- _Data records_
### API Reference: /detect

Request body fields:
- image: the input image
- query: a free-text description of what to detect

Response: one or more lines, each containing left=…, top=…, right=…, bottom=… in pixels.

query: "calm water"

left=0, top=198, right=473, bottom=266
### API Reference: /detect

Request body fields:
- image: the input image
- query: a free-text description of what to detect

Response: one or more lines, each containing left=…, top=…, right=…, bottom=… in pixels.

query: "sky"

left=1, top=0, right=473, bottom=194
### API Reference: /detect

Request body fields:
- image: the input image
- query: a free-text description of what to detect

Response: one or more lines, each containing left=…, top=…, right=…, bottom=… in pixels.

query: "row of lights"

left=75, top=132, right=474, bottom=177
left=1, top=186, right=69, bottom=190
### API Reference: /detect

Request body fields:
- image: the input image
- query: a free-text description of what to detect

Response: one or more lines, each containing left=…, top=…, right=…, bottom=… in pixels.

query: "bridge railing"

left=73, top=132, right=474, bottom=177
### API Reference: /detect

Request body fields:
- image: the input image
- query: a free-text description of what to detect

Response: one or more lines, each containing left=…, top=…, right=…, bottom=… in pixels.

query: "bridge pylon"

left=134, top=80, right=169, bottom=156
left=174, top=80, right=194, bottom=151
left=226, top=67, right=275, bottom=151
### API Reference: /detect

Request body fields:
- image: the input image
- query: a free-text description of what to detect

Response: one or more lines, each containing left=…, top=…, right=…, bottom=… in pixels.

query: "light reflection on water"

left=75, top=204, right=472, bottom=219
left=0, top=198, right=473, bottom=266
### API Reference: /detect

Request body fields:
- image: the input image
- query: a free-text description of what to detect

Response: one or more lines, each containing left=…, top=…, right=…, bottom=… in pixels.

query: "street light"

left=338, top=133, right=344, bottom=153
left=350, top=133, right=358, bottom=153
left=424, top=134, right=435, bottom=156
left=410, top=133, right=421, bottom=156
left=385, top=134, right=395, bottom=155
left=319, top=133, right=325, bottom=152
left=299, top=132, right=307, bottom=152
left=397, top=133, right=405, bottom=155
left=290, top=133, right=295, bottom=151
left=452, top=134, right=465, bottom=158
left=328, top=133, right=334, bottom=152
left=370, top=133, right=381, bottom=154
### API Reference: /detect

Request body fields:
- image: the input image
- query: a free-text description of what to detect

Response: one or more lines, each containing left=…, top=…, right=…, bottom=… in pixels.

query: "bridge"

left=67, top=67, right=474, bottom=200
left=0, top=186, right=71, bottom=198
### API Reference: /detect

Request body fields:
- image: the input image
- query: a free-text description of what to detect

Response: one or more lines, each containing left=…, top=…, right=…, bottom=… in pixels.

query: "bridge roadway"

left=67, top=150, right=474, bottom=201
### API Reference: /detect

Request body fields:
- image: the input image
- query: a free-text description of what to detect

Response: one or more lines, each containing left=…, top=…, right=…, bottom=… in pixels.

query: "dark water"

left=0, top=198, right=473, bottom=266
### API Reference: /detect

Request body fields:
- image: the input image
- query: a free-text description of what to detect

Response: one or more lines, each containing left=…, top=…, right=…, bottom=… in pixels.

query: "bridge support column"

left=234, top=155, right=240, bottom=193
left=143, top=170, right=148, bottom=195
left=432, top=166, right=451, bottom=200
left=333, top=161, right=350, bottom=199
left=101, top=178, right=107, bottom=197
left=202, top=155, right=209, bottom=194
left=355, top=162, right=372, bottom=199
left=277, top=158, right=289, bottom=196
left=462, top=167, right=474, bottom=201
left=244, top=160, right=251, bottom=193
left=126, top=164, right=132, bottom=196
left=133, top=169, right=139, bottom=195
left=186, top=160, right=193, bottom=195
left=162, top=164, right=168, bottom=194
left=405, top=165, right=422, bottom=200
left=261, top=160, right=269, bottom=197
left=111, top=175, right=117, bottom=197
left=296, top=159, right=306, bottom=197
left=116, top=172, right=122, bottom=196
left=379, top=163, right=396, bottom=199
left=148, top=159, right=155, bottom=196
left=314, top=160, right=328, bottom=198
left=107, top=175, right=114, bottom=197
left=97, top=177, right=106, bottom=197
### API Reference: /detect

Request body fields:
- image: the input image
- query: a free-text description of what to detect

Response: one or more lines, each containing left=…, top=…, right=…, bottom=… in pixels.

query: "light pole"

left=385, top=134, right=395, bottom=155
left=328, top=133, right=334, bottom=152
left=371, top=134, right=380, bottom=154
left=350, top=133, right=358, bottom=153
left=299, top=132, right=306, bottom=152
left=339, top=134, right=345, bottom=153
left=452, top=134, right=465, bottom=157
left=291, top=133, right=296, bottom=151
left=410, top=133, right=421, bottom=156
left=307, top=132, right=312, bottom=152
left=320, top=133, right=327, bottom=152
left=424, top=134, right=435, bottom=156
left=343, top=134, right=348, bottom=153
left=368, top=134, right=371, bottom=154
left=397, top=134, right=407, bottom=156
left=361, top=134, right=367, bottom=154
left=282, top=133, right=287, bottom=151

- _Task instructions_
All records are to be printed again, exactly and completely.

- _Task result_
### API Reference: /detect

Request body fields:
- image: the input image
- query: a free-text description of what to detect

Response: one or more lines, each containing left=…, top=…, right=…, bottom=… in pixels.

query: "calm water"

left=0, top=198, right=473, bottom=266
### API Reference: /detect

Request body fields:
- image: the input image
- query: a free-text description of what to detect

Response: one or more lines, each containing left=…, top=…, right=…, bottom=… in pixels.

query: "sky"

left=1, top=0, right=473, bottom=194
### API Reference: /detect

Request body fields:
- image: the input image
- query: a free-text description of what to detect

Response: one or more lines, each containing left=…, top=…, right=…, bottom=… in pixels.

query: "row of lights"

left=75, top=132, right=474, bottom=177
left=1, top=186, right=69, bottom=190
### API Reference: /detect

Request body fields:
- image: the input image
- query: a free-text description of what to detect

Response: one or more lines, each containing left=…, top=…, right=…, bottom=… in pixels.

query: "bridge railing"

left=73, top=132, right=474, bottom=177
### API Reference: /detect

Request body fields:
- image: the input image
- query: a free-text description of what to detect

Response: one or more lines, each containing left=…, top=…, right=…, bottom=… in pixels.

query: "bridge pylon"

left=134, top=80, right=169, bottom=156
left=174, top=80, right=194, bottom=151
left=226, top=67, right=275, bottom=151
### API Reference: /detect

Request body fields:
- image: the input image
- query: a free-text description of what to detect

Response: one or more lines, each containing left=…, top=…, right=…, bottom=… in pixels.

query: "light reflection on water"

left=75, top=204, right=472, bottom=219
left=0, top=198, right=473, bottom=266
### API Reference: /detect

Request body fields:
- image: the input image
- query: a free-text description of what to detect

Response: one or more lines, each containing left=…, top=…, right=…, bottom=… in pixels.

query: "street light"

left=338, top=133, right=344, bottom=153
left=350, top=133, right=358, bottom=153
left=424, top=134, right=435, bottom=156
left=410, top=133, right=421, bottom=156
left=385, top=134, right=395, bottom=155
left=319, top=133, right=325, bottom=152
left=299, top=132, right=307, bottom=152
left=397, top=133, right=405, bottom=155
left=290, top=133, right=295, bottom=151
left=452, top=134, right=465, bottom=158
left=328, top=133, right=334, bottom=152
left=370, top=133, right=381, bottom=154
### API Reference: /detect

Request body fields:
- image: the input image
- query: a free-text description of what to detect

Response: one or more lines, each containing left=…, top=…, right=…, bottom=… in pixels.

query: "bridge"

left=67, top=67, right=474, bottom=200
left=0, top=186, right=71, bottom=198
### API Reference: /detect

Request body fields:
- image: the input image
- query: a free-text description of what to detect

Response: one or more lines, each containing left=…, top=…, right=…, bottom=… in pixels.

query: "bridge roadway"

left=67, top=150, right=474, bottom=201
### API Reference: /detect

Request body fields:
- image: the input image
- query: a free-text description of what to detect

Response: one or more lines, each containing left=…, top=…, right=…, bottom=… in pixels.

query: "dark water"

left=0, top=198, right=473, bottom=266
### API Reference: /detect

Request body fields:
- image: the input image
- query: a free-text description of what to detect

Response: one or more lines, each containing left=…, top=…, right=…, bottom=… in pixels.

query: "bridge support column"

left=234, top=155, right=240, bottom=193
left=143, top=170, right=148, bottom=195
left=432, top=166, right=451, bottom=200
left=333, top=161, right=350, bottom=199
left=101, top=178, right=107, bottom=197
left=202, top=155, right=209, bottom=194
left=355, top=162, right=372, bottom=199
left=277, top=158, right=289, bottom=196
left=462, top=167, right=474, bottom=201
left=244, top=160, right=251, bottom=193
left=126, top=164, right=132, bottom=196
left=133, top=169, right=139, bottom=195
left=186, top=160, right=193, bottom=195
left=162, top=164, right=168, bottom=194
left=405, top=165, right=422, bottom=200
left=261, top=160, right=269, bottom=197
left=111, top=175, right=117, bottom=197
left=296, top=159, right=306, bottom=197
left=116, top=172, right=122, bottom=196
left=379, top=163, right=396, bottom=199
left=148, top=159, right=155, bottom=196
left=314, top=160, right=328, bottom=198
left=107, top=175, right=114, bottom=197
left=97, top=177, right=106, bottom=197
### API Reference: /detect

Request body fields:
- image: the input image
- query: a free-text description of what to detect

Response: one or more lines, each containing left=…, top=…, right=…, bottom=… in pixels.

query: "light pole"

left=385, top=134, right=395, bottom=155
left=328, top=133, right=334, bottom=152
left=371, top=134, right=380, bottom=154
left=350, top=133, right=358, bottom=153
left=299, top=132, right=306, bottom=152
left=339, top=134, right=345, bottom=153
left=452, top=134, right=465, bottom=157
left=291, top=133, right=296, bottom=151
left=410, top=133, right=421, bottom=156
left=307, top=132, right=312, bottom=152
left=320, top=133, right=327, bottom=152
left=424, top=134, right=435, bottom=156
left=343, top=134, right=348, bottom=153
left=368, top=134, right=371, bottom=154
left=397, top=134, right=407, bottom=156
left=361, top=134, right=367, bottom=154
left=282, top=133, right=287, bottom=151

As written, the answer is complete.